---------- DATA LINES

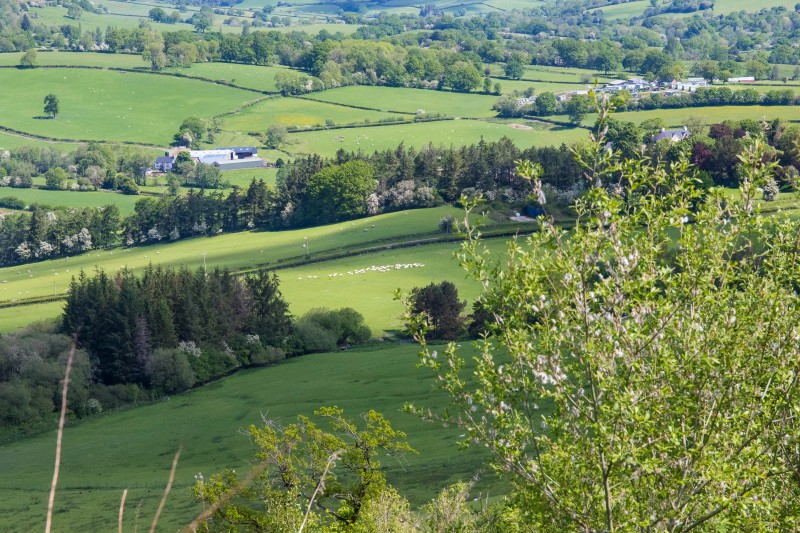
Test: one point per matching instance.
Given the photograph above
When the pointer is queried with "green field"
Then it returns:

--------------------
---------- DATA LINES

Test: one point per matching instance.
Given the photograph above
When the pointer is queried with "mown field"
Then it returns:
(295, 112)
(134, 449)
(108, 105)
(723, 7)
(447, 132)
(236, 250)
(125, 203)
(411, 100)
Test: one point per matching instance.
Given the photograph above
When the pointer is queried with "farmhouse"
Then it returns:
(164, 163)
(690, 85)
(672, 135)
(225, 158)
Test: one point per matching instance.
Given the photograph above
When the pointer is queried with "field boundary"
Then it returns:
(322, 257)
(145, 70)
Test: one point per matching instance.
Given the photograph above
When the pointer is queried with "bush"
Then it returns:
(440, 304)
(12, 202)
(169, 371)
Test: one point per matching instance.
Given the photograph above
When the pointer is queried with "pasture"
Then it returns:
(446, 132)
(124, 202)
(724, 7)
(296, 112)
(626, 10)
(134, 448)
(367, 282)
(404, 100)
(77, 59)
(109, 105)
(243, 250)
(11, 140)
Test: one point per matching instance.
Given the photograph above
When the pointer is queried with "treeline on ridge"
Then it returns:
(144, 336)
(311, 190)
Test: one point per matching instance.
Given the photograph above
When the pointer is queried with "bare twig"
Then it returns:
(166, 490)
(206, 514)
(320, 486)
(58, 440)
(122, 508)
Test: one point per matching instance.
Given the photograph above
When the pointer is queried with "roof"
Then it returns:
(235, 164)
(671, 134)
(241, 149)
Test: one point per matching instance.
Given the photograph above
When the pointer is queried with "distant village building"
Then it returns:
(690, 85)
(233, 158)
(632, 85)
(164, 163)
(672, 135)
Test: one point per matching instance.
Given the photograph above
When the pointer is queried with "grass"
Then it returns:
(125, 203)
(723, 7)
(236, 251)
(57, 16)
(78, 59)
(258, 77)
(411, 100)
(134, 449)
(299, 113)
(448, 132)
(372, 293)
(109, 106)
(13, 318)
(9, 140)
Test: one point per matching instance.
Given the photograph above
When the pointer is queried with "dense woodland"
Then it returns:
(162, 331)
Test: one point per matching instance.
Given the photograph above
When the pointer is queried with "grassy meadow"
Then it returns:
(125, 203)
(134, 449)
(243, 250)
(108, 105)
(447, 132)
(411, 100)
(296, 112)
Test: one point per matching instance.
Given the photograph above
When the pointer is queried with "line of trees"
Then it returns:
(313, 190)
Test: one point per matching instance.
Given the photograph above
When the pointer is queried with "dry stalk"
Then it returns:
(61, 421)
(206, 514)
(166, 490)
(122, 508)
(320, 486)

--------------------
---------- DATA LINES

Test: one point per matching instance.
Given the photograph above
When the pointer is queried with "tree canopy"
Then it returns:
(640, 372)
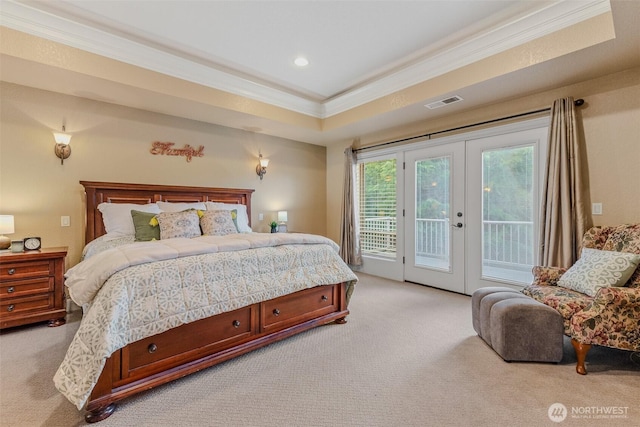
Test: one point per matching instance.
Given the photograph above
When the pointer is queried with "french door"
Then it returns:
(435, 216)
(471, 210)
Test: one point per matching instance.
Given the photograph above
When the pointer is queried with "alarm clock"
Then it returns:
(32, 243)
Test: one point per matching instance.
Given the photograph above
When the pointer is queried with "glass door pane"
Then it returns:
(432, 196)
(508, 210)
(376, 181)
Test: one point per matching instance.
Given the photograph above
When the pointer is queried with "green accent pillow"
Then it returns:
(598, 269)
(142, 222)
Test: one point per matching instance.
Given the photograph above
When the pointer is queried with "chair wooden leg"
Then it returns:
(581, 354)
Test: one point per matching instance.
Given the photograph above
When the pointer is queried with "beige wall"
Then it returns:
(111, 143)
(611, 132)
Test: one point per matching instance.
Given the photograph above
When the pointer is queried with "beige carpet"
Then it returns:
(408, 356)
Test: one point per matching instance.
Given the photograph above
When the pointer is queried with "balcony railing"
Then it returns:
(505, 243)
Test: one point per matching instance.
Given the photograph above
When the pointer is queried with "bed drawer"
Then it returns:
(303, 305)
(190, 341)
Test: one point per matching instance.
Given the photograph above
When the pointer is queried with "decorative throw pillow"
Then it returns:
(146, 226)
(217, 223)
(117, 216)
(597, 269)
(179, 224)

--------------------

■ PROBLEM ■
Select every line of the items above that contains the word "green", and copy those lines.

■ REPLY TO THE EXERCISE ■
When the pointer is queried with "green field"
When the pointer is queried with "green accent pillow"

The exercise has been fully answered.